*WORK INSTRUCTIONS*
Format the material below as a Markdown table with two columns, No. and Text, giving each non-blank line its own row numbered in order.

-- Begin RECORDS SHOWN --

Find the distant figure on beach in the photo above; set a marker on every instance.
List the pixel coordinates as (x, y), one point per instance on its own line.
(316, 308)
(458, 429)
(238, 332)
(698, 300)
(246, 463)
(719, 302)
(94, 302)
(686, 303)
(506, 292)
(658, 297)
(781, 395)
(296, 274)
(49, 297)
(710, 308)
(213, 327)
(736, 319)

-- End RECORDS SHOWN --

*EXERCISE SOLUTION*
| No. | Text |
|---|---|
| 1 | Find the distant figure on beach in the photo above; set a marker on every instance. |
| 2 | List the pixel coordinates as (x, y), one point per instance on its own line. |
| 3 | (316, 308) |
| 4 | (458, 429) |
| 5 | (238, 332) |
| 6 | (698, 300) |
| 7 | (246, 463) |
| 8 | (719, 302) |
| 9 | (94, 302) |
| 10 | (686, 303) |
| 11 | (506, 292) |
| 12 | (658, 297) |
| 13 | (781, 395) |
| 14 | (296, 274) |
| 15 | (49, 297) |
| 16 | (710, 308) |
| 17 | (213, 327) |
| 18 | (736, 319) |